>> BEGIN
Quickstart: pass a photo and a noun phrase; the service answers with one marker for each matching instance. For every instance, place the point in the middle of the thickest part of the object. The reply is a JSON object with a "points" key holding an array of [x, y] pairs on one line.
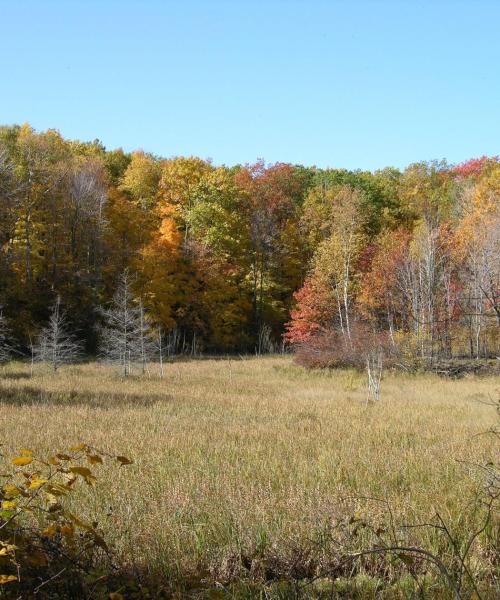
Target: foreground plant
{"points": [[44, 547]]}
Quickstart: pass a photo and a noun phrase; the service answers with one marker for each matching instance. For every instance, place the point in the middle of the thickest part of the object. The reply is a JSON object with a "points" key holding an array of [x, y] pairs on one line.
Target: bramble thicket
{"points": [[250, 257]]}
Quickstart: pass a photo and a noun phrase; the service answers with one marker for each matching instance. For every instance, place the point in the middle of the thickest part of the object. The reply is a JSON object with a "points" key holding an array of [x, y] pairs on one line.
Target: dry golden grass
{"points": [[246, 455]]}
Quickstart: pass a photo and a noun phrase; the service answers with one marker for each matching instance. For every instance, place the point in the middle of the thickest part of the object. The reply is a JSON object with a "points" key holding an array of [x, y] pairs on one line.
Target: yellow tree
{"points": [[141, 179]]}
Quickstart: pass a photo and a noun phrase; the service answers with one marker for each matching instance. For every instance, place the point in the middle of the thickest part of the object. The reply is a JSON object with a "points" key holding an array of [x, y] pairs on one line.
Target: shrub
{"points": [[44, 547]]}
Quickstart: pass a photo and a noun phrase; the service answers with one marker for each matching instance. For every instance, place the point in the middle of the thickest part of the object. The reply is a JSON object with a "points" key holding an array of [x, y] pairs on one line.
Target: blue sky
{"points": [[355, 84]]}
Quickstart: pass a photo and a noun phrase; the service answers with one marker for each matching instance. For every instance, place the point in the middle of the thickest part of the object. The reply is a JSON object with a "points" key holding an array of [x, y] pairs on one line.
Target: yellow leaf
{"points": [[67, 530], [20, 461], [63, 456], [50, 531], [78, 448], [11, 491], [83, 471], [36, 483]]}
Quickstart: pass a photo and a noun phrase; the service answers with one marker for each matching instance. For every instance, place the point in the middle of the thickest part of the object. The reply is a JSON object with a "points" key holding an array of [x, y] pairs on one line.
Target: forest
{"points": [[250, 258]]}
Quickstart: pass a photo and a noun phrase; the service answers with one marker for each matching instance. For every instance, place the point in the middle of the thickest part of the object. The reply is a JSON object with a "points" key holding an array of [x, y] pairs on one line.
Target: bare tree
{"points": [[5, 346], [374, 367], [56, 345], [127, 336]]}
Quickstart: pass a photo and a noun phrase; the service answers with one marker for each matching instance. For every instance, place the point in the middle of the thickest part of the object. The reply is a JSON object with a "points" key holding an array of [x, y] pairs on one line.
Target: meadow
{"points": [[252, 476]]}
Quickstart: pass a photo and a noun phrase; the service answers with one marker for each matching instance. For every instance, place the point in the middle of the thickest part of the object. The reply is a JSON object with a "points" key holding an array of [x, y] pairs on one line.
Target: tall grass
{"points": [[247, 468]]}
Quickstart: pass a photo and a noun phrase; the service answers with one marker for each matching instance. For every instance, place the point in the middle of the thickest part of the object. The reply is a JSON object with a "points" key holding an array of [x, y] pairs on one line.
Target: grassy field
{"points": [[256, 470]]}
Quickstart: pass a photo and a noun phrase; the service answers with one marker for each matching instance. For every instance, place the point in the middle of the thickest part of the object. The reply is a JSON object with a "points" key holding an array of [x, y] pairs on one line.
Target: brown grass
{"points": [[256, 456]]}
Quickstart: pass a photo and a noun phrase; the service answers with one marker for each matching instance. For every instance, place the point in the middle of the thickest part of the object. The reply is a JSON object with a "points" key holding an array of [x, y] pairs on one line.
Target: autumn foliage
{"points": [[218, 255]]}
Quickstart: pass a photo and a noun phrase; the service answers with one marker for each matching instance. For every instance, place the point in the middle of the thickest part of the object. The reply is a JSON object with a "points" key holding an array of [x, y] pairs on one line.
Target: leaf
{"points": [[37, 483], [37, 558], [50, 531], [78, 448], [99, 541], [85, 473], [21, 461], [7, 514], [11, 491]]}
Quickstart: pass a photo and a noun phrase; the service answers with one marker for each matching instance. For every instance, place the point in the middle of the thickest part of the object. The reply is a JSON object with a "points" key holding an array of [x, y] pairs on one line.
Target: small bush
{"points": [[45, 549]]}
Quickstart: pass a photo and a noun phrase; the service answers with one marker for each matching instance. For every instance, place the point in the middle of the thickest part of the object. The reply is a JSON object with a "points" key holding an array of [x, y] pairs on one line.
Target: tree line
{"points": [[226, 259]]}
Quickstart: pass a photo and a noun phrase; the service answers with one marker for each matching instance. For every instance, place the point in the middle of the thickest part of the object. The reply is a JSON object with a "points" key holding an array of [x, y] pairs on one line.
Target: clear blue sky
{"points": [[356, 84]]}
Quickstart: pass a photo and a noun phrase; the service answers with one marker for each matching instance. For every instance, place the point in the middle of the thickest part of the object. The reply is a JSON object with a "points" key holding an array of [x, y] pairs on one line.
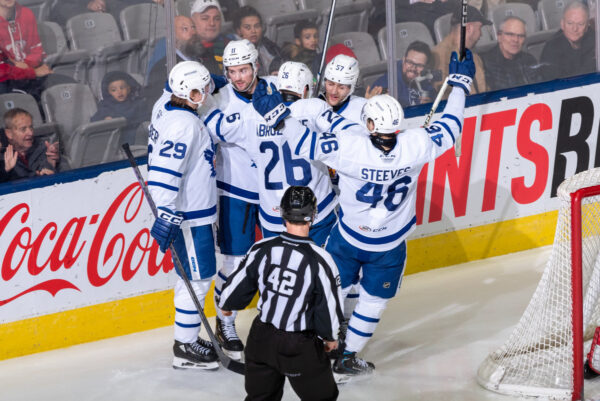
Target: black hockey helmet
{"points": [[298, 205]]}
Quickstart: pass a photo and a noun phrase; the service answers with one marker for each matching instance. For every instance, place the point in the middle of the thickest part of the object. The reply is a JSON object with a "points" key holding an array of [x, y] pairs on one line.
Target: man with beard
{"points": [[411, 91]]}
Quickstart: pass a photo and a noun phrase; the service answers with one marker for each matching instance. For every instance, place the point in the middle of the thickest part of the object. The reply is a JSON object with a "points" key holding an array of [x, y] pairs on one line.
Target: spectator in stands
{"points": [[305, 47], [413, 87], [207, 18], [506, 64], [65, 9], [121, 98], [451, 43], [21, 53], [571, 51], [248, 24], [24, 154]]}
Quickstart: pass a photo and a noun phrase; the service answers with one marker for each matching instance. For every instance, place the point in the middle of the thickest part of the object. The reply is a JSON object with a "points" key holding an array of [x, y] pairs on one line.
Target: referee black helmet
{"points": [[298, 205]]}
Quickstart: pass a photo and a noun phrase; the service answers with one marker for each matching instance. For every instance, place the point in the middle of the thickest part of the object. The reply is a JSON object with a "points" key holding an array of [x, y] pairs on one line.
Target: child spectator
{"points": [[121, 98], [248, 24], [305, 47]]}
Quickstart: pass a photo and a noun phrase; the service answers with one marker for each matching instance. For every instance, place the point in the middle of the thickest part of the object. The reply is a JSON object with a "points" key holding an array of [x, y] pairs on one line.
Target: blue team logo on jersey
{"points": [[209, 156]]}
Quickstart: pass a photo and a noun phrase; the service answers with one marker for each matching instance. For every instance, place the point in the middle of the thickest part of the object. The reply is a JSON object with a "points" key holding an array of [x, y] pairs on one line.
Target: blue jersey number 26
{"points": [[373, 193]]}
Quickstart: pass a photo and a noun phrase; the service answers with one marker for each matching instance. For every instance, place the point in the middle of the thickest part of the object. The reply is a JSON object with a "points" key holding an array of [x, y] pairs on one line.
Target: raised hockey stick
{"points": [[226, 361], [462, 52], [325, 42]]}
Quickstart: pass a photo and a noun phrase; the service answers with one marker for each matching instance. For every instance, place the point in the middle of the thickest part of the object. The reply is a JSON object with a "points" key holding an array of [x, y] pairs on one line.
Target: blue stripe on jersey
{"points": [[380, 240], [325, 202], [187, 312], [219, 128], [335, 124], [313, 142], [237, 191], [196, 214], [187, 326], [162, 185], [165, 170], [304, 136], [360, 333], [445, 126], [365, 318], [455, 119], [211, 116], [269, 218]]}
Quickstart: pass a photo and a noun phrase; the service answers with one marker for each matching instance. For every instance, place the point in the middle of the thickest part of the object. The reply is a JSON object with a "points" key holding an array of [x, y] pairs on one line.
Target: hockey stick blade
{"points": [[226, 361]]}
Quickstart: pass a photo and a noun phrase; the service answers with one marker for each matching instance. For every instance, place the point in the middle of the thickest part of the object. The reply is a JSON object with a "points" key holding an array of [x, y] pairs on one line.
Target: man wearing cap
{"points": [[451, 43], [207, 16]]}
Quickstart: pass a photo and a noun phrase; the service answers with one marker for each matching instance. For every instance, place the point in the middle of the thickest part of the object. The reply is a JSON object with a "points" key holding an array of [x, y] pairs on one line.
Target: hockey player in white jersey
{"points": [[180, 162], [378, 178], [237, 182]]}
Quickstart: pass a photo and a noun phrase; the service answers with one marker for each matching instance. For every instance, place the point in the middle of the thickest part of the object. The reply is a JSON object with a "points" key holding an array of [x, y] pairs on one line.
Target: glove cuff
{"points": [[274, 116], [462, 81], [170, 216]]}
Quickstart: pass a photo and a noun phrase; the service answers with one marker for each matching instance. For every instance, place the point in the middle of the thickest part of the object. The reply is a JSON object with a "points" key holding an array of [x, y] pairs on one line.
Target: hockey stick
{"points": [[226, 361], [463, 31], [325, 42]]}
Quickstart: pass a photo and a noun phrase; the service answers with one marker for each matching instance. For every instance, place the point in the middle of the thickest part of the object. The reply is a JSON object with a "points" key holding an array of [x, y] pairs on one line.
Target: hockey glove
{"points": [[461, 73], [166, 227], [219, 81], [267, 101]]}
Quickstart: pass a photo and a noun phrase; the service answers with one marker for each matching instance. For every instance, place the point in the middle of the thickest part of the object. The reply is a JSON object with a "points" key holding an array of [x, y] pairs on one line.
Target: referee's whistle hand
{"points": [[330, 345]]}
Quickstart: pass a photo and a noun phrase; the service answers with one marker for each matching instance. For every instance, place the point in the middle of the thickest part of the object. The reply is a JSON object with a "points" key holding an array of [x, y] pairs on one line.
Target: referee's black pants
{"points": [[272, 354]]}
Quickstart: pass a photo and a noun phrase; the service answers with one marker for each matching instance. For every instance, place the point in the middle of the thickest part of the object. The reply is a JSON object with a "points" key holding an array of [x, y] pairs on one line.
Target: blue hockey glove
{"points": [[267, 101], [219, 81], [461, 73], [166, 227]]}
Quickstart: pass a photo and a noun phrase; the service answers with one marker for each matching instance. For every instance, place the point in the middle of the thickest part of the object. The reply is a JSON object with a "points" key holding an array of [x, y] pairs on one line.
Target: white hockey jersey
{"points": [[236, 171], [377, 191], [277, 168], [181, 170]]}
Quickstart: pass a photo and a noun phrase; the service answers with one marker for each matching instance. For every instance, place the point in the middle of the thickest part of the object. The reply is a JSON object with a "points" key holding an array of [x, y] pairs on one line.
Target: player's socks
{"points": [[196, 355], [228, 339]]}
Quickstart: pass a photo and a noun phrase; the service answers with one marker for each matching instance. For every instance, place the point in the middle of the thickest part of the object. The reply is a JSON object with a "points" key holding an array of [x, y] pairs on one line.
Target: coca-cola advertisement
{"points": [[75, 244]]}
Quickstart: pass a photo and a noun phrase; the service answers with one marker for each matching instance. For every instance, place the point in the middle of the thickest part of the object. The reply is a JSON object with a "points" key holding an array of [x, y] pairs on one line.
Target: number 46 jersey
{"points": [[181, 171], [377, 190]]}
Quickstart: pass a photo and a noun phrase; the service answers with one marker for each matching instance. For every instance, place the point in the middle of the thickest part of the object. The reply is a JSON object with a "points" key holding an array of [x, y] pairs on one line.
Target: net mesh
{"points": [[537, 359]]}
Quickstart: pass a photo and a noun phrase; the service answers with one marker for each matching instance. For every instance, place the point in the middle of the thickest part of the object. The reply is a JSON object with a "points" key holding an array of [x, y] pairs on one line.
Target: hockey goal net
{"points": [[543, 356]]}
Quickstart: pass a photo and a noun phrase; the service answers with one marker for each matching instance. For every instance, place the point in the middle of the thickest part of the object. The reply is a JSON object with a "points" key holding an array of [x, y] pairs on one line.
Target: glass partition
{"points": [[88, 72]]}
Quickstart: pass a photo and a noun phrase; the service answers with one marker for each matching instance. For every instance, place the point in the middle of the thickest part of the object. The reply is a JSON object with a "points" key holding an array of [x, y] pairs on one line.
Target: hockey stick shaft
{"points": [[324, 50], [226, 361]]}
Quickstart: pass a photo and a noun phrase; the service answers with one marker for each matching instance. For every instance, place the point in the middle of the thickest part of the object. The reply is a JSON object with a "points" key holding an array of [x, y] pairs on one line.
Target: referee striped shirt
{"points": [[298, 282]]}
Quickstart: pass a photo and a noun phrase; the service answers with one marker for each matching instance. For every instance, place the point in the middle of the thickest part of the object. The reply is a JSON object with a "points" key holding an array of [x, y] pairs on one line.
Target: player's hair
{"points": [[243, 12], [302, 25], [420, 47], [11, 114]]}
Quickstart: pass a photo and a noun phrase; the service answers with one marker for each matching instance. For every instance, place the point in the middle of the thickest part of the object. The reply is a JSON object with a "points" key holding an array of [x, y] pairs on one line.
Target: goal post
{"points": [[543, 357]]}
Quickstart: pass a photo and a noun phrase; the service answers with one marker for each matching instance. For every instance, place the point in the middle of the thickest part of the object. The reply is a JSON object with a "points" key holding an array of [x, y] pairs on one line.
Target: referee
{"points": [[299, 307]]}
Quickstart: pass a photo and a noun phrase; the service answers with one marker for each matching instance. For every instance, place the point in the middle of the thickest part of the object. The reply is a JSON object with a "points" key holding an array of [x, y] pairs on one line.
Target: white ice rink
{"points": [[428, 346]]}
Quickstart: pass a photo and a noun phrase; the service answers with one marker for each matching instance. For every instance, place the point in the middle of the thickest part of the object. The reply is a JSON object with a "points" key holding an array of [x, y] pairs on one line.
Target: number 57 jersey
{"points": [[181, 171]]}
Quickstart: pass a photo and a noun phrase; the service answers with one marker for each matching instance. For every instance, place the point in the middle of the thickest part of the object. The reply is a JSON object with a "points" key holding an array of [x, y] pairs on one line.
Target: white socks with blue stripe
{"points": [[187, 319]]}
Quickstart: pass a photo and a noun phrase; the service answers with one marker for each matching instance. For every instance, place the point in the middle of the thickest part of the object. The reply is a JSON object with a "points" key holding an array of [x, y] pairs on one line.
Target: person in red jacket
{"points": [[21, 53]]}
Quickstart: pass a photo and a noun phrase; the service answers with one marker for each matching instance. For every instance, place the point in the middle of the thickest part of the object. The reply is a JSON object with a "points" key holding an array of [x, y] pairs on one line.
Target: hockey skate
{"points": [[197, 355], [349, 365], [229, 340]]}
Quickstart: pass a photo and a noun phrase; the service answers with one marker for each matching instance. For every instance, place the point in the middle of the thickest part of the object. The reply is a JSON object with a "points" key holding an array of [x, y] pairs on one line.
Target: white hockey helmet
{"points": [[295, 77], [344, 70], [385, 112], [187, 76]]}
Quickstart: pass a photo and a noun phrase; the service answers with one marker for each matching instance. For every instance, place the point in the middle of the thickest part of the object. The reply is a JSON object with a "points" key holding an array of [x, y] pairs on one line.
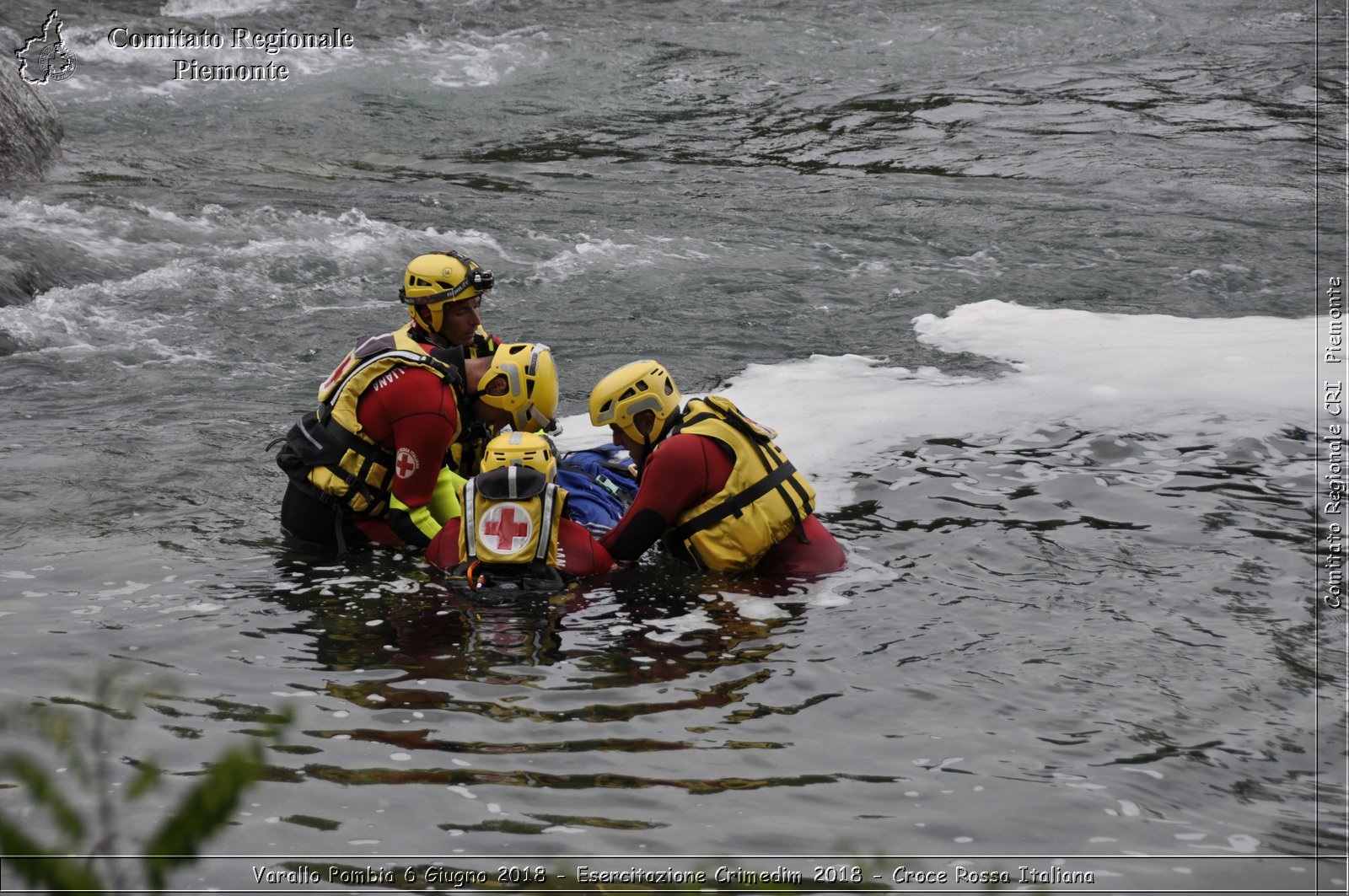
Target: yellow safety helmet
>> END
▶ _Task instructions_
Locate each line above that contains the word "tree" and copy those lines. Case counts.

▶ _Task result_
Target: yellow tree
Target: bare tree
Target: tree line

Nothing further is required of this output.